- _Passage_:
——
Since clustering is not an exact method, rather an interactive multi-objective optimization that involves trial and failure, it is the user’s task to determine the exact conditions for clustering. It is, however, obvious that the maximal dimension (how many Vi vectors should be considered) should not exceed the significant number of Vi-maps (i.e. the rank of data matrix). It is usually quite low, as we mentioned rarely exceeds ten. The number of clusters thereafter is a matter of arbitrary decision. Several methods exist in the literature to estimate, verify the correct number of clusters26,27,28, all can be used. It is a good practice, however, to keep the number of clusters above (or equal) the number of the significant Vi maps.

The presence and number of clusters are very much obvious in the model maps where different species were spatially separated from each other (see Supporting Information 2). Clusters can also be specified in the case of real samples, although the spatial and spectral overlaps make the number, determination, and interpretation of the meaning of the clusters more difficult.

An average spectrum characteristic for the cluster can be calculated (i) from the original spectra of the map points belonging to the cluster or (ii) from the noise filtered reconstructed spectra obtained after inverse SVD calculation, using only the significant (ne) elements of the U, W, and VT matrices. We have used the first approximation throughout the paper. Differences between cluster spectra may reveal the structural/compositional inhomogeneity of the sample. Comparing the spectra of different clusters may also help in the determination of the number of relevant clusters (identical or very similar spectra are indications, although not a clear-cut rule, of joining the corresponding clusters).

Generating model maps

For model maps, usually two different (slightly overlapping) single peak spectra were mixed. Both spectra were a Lorentzian function with different central frequencies (ki) and full width half maxima (γi): spectrum-1: k1 = 1620 cm−1, γ1 = 60 cm−1; spectrum-2: k2 = 1850 cm−1, γ2 = 40 cm−1.

Three different maps were calculated, ‘distinct’, ‘overlapping’ and ‘on top’, according to their relative locations.

In the ‘distinct’ model, the two model spectra were arranged in two distinct concentric circles (circle-1 and circle-2), and their distribution along the circle radius followed a rectangular function (yes or nothing). Thus, the resulting map contained a circle containing only the first, and another circle containing only the second model spectrum.
——
- _Supplied records_:
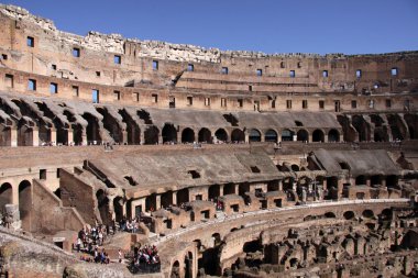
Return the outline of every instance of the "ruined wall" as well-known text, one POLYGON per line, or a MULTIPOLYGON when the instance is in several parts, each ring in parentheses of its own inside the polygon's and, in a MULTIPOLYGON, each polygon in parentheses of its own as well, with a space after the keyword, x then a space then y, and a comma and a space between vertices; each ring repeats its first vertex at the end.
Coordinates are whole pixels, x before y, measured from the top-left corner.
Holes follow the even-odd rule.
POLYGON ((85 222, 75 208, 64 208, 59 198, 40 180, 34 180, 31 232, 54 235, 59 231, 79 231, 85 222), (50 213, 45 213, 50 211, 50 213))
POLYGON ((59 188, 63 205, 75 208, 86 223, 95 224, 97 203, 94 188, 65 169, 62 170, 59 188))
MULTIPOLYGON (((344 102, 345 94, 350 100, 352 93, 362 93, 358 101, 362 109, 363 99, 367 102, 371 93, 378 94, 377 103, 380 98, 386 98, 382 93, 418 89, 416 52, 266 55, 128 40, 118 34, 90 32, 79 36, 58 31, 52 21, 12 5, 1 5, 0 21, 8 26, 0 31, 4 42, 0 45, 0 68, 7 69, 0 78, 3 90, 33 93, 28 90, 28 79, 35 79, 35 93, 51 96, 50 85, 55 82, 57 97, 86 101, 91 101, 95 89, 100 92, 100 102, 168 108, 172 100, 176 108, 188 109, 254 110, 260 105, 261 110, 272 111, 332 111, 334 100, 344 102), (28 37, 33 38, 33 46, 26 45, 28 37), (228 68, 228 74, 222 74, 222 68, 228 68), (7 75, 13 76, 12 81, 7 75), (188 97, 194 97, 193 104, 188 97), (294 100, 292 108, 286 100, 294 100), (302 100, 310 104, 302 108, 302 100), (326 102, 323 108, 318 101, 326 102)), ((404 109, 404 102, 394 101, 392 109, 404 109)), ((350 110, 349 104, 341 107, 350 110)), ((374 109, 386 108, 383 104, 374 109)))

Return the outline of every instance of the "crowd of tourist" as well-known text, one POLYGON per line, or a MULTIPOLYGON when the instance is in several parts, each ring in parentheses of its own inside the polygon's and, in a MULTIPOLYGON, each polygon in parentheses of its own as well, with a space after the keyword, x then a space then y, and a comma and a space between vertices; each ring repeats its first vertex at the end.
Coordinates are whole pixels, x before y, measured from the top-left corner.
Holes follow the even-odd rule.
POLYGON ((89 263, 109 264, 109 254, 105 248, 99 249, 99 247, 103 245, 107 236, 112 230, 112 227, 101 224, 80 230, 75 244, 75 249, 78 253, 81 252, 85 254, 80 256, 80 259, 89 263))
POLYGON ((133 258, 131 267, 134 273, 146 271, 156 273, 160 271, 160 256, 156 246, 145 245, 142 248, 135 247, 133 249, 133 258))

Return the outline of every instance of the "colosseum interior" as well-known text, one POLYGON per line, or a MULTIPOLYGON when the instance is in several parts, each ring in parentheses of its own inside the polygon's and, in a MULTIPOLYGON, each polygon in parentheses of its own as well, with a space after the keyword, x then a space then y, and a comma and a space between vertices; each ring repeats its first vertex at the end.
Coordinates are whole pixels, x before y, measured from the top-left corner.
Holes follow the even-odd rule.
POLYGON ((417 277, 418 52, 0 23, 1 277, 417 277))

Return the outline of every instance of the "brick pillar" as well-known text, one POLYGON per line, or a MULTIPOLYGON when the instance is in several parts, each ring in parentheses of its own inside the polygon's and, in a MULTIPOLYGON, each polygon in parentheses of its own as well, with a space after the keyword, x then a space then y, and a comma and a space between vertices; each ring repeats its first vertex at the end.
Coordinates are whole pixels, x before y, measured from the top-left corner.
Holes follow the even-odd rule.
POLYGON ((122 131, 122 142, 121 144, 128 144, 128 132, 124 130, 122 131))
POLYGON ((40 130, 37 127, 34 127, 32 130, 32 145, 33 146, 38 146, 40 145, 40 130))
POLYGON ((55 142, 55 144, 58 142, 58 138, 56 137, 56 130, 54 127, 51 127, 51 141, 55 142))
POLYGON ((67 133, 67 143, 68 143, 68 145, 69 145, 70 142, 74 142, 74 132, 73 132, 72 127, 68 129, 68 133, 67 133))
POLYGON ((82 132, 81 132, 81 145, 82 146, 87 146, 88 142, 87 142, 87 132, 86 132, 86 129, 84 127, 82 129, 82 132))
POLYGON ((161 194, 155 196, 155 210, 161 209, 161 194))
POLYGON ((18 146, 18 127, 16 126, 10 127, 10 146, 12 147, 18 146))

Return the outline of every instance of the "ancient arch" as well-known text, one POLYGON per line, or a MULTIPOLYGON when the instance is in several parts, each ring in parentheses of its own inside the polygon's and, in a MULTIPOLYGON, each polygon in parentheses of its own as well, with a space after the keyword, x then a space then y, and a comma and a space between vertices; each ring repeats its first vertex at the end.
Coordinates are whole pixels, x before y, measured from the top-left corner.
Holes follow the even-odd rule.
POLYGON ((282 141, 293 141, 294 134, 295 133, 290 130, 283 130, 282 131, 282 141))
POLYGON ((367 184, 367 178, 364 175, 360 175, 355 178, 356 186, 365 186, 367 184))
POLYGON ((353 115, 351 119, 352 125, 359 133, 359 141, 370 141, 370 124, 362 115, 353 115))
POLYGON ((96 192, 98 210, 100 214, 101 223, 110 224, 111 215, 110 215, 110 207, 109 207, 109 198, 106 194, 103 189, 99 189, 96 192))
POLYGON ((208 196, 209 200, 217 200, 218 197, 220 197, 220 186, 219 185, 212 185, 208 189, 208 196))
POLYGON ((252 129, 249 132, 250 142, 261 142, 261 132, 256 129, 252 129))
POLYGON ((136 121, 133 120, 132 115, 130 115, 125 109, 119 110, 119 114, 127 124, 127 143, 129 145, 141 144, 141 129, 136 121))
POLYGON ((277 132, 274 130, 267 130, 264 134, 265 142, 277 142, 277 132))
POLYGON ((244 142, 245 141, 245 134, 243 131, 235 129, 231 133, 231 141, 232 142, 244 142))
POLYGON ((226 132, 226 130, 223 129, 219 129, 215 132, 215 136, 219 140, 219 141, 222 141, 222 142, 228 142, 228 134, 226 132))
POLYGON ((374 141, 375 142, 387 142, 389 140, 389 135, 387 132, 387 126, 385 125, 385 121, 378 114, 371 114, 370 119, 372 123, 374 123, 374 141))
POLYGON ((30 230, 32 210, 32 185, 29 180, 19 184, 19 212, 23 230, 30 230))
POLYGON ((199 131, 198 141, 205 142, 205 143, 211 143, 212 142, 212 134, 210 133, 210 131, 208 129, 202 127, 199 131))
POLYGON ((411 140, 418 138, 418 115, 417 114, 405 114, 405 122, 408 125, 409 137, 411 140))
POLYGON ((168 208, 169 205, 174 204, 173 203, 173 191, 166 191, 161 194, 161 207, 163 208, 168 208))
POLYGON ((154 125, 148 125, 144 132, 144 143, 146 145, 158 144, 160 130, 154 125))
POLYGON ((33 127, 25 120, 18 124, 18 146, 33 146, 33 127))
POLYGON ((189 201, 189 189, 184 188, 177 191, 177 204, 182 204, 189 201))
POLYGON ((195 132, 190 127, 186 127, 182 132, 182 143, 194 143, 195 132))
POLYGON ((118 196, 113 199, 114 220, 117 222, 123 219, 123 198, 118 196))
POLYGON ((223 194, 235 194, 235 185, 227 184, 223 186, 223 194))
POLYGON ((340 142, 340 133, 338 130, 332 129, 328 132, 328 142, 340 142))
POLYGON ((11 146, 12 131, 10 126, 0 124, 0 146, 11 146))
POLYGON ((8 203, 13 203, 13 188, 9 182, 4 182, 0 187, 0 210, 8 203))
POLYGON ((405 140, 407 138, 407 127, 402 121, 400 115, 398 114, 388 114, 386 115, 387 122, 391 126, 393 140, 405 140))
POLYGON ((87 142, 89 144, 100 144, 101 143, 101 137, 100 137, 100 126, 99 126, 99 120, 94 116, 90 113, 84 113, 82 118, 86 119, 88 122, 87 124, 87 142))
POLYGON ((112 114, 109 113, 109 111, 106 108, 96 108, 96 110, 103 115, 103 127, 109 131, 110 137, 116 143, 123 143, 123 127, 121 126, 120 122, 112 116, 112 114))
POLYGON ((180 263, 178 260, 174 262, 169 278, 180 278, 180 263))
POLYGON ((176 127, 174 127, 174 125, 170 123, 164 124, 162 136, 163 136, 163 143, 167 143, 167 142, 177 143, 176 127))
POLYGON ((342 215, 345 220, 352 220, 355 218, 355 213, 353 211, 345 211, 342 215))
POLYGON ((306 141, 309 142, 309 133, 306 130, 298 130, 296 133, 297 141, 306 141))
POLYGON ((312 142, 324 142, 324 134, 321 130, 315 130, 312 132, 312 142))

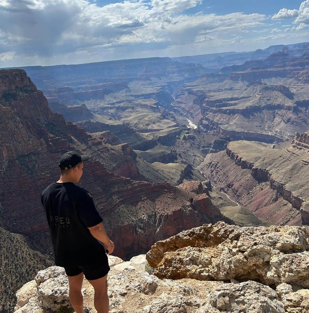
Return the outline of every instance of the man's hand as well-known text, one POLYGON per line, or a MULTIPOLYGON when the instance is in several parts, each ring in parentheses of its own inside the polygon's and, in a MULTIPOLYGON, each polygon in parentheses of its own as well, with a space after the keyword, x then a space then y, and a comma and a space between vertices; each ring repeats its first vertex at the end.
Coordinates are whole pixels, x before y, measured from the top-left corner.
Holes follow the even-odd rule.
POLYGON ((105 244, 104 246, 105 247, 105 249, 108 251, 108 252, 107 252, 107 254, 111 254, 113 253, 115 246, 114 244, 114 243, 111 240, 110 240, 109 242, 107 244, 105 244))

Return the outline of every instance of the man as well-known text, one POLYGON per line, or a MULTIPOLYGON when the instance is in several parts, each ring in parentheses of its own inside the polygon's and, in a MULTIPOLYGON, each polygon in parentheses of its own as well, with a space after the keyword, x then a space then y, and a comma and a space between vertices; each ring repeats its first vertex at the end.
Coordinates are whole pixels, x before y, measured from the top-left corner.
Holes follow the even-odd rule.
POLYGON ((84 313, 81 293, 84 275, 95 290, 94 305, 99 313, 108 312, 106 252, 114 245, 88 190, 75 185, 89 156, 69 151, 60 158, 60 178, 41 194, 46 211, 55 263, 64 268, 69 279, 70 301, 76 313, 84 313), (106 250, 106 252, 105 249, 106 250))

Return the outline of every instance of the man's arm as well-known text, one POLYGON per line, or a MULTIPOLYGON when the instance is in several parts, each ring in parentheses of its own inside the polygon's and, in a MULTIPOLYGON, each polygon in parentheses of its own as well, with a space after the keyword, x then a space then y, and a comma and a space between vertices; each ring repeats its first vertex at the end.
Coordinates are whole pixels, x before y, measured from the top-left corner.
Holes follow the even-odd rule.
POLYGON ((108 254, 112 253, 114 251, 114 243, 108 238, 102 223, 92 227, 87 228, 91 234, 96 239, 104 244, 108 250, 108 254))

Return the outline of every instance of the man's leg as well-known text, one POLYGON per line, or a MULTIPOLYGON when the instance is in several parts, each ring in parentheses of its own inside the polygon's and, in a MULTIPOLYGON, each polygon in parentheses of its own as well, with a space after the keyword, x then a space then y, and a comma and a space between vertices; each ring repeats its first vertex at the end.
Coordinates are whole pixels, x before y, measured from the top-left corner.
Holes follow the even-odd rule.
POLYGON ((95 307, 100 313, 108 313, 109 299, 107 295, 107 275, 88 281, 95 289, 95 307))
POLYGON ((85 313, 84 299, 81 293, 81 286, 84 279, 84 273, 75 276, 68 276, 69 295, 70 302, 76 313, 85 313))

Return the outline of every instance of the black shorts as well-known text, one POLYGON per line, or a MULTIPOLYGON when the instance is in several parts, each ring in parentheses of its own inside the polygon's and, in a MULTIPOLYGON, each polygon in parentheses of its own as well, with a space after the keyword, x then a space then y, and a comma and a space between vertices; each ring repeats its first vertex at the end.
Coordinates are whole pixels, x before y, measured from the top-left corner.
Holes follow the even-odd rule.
——
- _Given problem 1_: In the passage on clustering spectral maps, what central frequency and full width half maximum were used for spectrum-2?
- _Given problem 2_: Please continue the passage on clustering spectral maps from its final sentence.
The data is separate material, unrelated to the passage on clustering spectral maps.

- _Exercise answer 1_: Spectrum-2 had a central frequency of 1850 cm−1 and a full width half maximum of 40 cm−1.

- _Exercise answer 2_:
In the ‘overlapping’ model, the radii of the circles were the same, but the intensity distribution of the model spectra along the circle radius followed a Lorentz function. Therefore, spectrum-1 centered on circle-1 had a small contribution of spectrum-2 centered at circle-2 and vice versa. All map points contained a mixture of the two model spectra.

In the ‘on top’ model, only one circle (circle-1) was used. Both spectra were centered on the same circle and both had the same Lorentz distribution along the circle radius. Spectrum-1 distributed all around circle-1 in 360°, while spectrum-2 had an additional Lorentz distribution along circle-1 in an arc with 20° half-width. Detailed explanations and pictures are presented in Supplementary Information 2.

Raman spectroscopy on real test samples

In the model maps, we have used white noise to simulate the experiments, and we assumed that in real samples the noise is also white noise. Nevertheless, in real experiments the noise is very rarely white (i.e. in Raman spectroscopy the noise usually has a Poisson distribution), therefore the correct way of analyzing experimental data is to transform them to have white noise. There are several methods of how these transformations should be performed29, however, in this study, we omitted using them.

Dolomite (DOL)

The geological sample was a rock core-sample from the Bm-1 deep borehole (South-West Hungary). The type of the sample was a quartz-carbonate vein in sandstone (Téseny Sandstone Formation). Its analyzed minerals were dolomite (CaMg(CO3)2) and ankerite (Ca(Fe0.6,Mg0.3,Mn0.1)(CO3)2).

DOL Raman map was recorded on a Thermo Scientific DXR Raman Microscope using a 50x objective, with 780 nm excitation of a diode-pumped solid-state (DPSS) laser, at 14 mW laser power, using 830 lines/mm grating, and spectral resolution of 4 cm−1. The aperture of the spectrograph was 100 µm.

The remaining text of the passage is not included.